* _PROBLEM REQUIREMENTS_
Copy out each line of the listing below that contains the word "water".

___

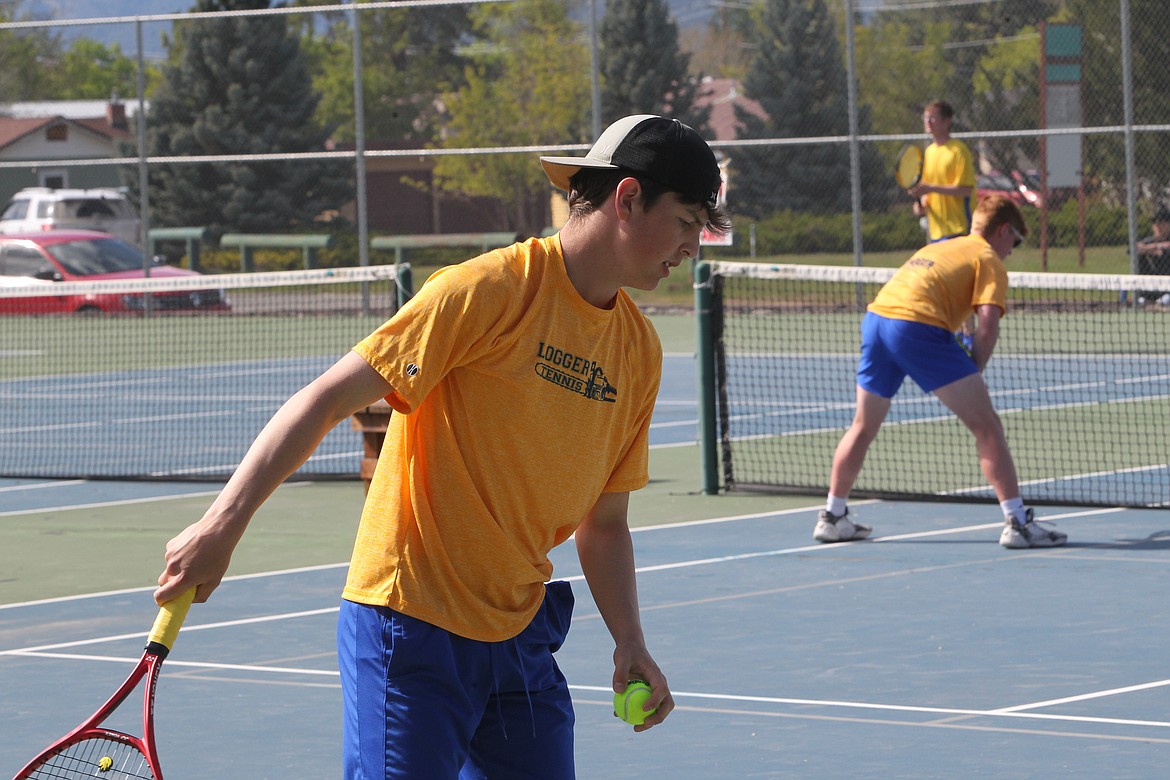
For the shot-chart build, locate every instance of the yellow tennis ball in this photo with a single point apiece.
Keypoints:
(628, 703)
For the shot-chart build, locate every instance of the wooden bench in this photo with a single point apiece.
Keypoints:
(371, 422)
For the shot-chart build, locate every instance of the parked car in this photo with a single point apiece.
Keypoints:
(40, 208)
(40, 260)
(1029, 184)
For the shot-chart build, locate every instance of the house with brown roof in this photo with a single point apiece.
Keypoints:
(42, 138)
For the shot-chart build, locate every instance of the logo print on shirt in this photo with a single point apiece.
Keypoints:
(575, 373)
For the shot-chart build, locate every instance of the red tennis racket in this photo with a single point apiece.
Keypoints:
(90, 751)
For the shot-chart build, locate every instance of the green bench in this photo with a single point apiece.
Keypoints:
(401, 243)
(248, 242)
(193, 239)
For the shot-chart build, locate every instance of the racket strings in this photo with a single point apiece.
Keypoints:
(97, 757)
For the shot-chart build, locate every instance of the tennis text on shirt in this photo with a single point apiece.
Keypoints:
(517, 405)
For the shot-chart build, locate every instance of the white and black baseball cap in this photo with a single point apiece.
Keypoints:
(662, 150)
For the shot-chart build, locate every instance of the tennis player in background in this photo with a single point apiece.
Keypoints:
(944, 193)
(908, 331)
(522, 384)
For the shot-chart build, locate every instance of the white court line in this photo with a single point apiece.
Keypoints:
(40, 485)
(902, 708)
(1025, 711)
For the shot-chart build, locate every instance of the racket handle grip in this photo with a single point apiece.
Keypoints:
(170, 620)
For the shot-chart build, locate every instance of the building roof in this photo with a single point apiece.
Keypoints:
(103, 122)
(67, 109)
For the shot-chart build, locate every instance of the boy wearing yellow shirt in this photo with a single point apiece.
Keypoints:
(908, 331)
(523, 384)
(947, 188)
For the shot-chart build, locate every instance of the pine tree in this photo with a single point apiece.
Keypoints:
(799, 78)
(239, 85)
(642, 68)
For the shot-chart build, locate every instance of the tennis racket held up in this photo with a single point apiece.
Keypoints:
(908, 167)
(93, 751)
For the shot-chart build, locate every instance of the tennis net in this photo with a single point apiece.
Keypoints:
(172, 378)
(1080, 378)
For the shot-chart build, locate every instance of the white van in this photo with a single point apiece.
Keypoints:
(39, 208)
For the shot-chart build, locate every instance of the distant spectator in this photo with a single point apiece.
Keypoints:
(1154, 254)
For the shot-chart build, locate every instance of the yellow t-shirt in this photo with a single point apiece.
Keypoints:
(943, 283)
(948, 164)
(521, 404)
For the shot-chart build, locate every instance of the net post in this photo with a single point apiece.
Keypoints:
(405, 284)
(708, 440)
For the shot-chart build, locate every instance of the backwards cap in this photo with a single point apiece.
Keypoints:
(662, 150)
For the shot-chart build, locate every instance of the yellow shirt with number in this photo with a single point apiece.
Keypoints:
(943, 282)
(949, 164)
(516, 404)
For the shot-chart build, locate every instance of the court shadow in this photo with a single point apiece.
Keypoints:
(1158, 540)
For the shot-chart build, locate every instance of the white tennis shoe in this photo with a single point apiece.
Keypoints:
(839, 527)
(1017, 536)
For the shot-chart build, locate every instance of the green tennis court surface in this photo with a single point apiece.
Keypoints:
(928, 651)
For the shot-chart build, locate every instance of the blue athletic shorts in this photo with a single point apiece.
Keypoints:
(895, 349)
(425, 704)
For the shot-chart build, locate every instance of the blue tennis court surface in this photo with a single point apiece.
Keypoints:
(928, 651)
(198, 421)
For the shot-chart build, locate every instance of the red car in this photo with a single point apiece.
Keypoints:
(42, 260)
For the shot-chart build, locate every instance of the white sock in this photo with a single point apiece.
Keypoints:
(835, 505)
(1014, 506)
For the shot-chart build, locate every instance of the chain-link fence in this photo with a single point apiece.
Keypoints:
(1061, 103)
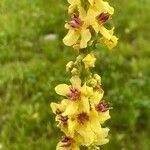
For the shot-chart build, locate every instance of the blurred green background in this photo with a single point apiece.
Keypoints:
(32, 63)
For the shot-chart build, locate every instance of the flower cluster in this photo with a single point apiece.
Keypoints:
(88, 19)
(83, 111)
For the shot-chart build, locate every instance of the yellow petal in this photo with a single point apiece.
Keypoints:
(89, 60)
(71, 37)
(85, 37)
(84, 105)
(103, 116)
(62, 89)
(76, 82)
(71, 108)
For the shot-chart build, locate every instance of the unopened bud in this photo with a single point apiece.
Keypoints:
(75, 71)
(98, 78)
(69, 66)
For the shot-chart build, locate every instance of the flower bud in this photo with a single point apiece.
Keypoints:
(75, 71)
(98, 78)
(89, 60)
(69, 66)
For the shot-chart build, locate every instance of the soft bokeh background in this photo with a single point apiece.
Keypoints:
(32, 63)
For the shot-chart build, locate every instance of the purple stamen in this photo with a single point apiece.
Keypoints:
(102, 107)
(75, 22)
(82, 118)
(103, 18)
(67, 141)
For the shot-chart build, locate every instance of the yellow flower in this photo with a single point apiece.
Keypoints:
(87, 127)
(89, 60)
(67, 143)
(78, 31)
(108, 38)
(73, 5)
(77, 95)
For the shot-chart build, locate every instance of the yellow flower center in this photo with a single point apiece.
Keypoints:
(82, 118)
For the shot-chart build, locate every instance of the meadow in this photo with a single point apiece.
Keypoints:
(32, 63)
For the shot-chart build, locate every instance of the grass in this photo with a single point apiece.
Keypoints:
(32, 63)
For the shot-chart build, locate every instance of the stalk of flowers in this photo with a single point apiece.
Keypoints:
(83, 111)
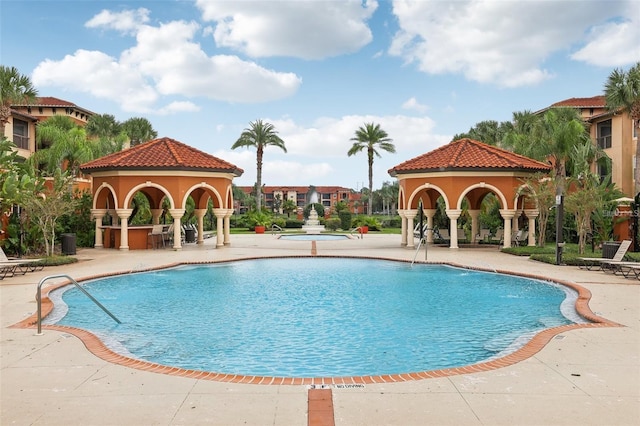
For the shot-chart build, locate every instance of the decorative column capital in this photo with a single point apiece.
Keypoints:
(507, 214)
(453, 213)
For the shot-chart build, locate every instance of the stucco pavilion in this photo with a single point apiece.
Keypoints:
(160, 169)
(468, 169)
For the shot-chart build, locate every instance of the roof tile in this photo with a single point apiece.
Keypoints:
(161, 154)
(468, 154)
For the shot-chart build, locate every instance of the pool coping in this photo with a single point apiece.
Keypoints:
(533, 346)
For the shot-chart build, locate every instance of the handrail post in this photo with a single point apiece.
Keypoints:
(74, 282)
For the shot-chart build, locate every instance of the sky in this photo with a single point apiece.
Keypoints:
(424, 70)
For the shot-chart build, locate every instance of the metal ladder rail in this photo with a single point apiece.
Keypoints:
(359, 228)
(274, 227)
(74, 282)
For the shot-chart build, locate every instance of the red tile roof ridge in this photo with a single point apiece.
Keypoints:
(162, 153)
(466, 154)
(598, 101)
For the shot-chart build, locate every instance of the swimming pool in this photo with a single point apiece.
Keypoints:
(317, 317)
(315, 237)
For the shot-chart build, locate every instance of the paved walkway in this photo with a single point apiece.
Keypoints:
(581, 377)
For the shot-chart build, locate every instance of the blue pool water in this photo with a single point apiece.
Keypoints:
(314, 237)
(310, 317)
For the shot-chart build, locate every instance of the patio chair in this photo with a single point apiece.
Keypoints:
(483, 235)
(499, 237)
(156, 236)
(521, 237)
(601, 262)
(23, 265)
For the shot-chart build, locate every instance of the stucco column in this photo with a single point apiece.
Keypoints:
(177, 214)
(403, 227)
(474, 224)
(155, 216)
(516, 222)
(453, 216)
(220, 213)
(200, 216)
(124, 214)
(227, 227)
(98, 214)
(430, 214)
(410, 214)
(532, 215)
(507, 215)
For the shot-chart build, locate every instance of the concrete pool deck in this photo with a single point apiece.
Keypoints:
(587, 376)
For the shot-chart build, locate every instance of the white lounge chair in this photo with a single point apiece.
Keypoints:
(600, 262)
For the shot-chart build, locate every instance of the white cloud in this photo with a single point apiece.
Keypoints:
(126, 21)
(612, 44)
(500, 42)
(303, 29)
(164, 61)
(413, 104)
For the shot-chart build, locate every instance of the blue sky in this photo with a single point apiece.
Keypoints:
(200, 71)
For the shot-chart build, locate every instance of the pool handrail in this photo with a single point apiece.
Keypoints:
(274, 226)
(74, 282)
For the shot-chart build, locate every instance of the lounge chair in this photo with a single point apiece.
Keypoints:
(7, 269)
(24, 265)
(601, 262)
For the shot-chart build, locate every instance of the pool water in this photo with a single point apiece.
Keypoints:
(313, 317)
(314, 237)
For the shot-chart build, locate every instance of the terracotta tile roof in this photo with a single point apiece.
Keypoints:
(468, 154)
(51, 102)
(592, 102)
(161, 154)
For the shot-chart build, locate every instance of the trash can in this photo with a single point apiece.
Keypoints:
(68, 243)
(609, 249)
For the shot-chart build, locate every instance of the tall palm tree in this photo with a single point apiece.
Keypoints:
(15, 88)
(368, 137)
(622, 91)
(139, 130)
(259, 135)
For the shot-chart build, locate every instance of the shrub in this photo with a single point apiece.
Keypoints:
(333, 224)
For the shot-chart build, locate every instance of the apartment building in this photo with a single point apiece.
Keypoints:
(614, 132)
(328, 196)
(21, 128)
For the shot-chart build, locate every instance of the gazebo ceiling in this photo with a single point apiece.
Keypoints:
(161, 154)
(468, 155)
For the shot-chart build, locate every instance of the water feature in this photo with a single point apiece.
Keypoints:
(312, 224)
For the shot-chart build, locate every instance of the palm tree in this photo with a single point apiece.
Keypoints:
(259, 134)
(622, 91)
(367, 137)
(15, 88)
(139, 130)
(67, 148)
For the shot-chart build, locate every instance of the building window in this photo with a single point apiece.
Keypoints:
(21, 133)
(604, 134)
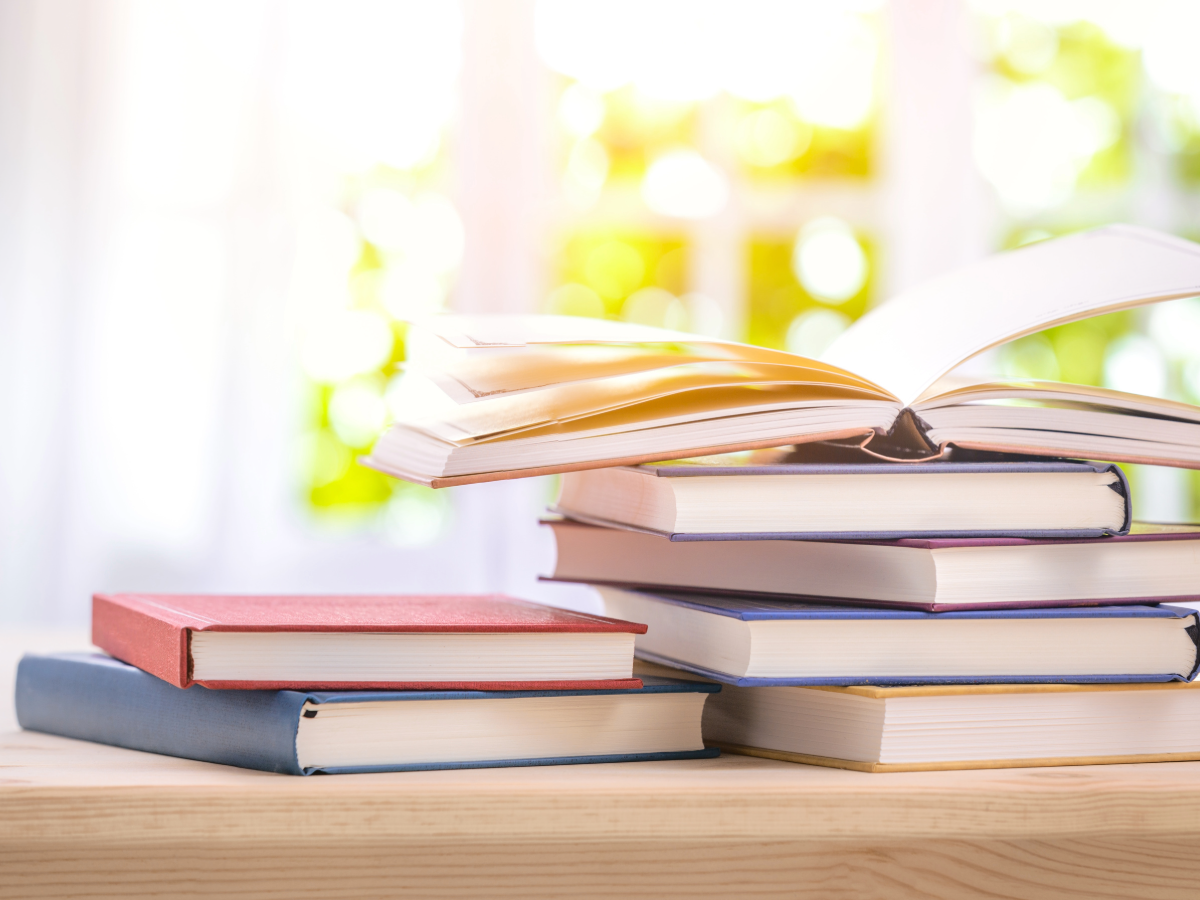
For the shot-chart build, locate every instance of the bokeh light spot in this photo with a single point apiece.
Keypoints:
(575, 299)
(615, 269)
(811, 333)
(683, 185)
(828, 261)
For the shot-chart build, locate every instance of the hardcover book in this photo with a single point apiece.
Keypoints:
(94, 697)
(1153, 563)
(354, 642)
(982, 726)
(493, 397)
(791, 496)
(749, 642)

___

* _EXERCISE ANSWER_
For the shot-chart build, locate every instance of the blue pool water in this photo with a single point apiece.
For the shot-chart build, locate every instance of the pool water in this photo with a single point apiece.
For the shot-chart build, locate every instance of the water feature in this photo with a single point apiece.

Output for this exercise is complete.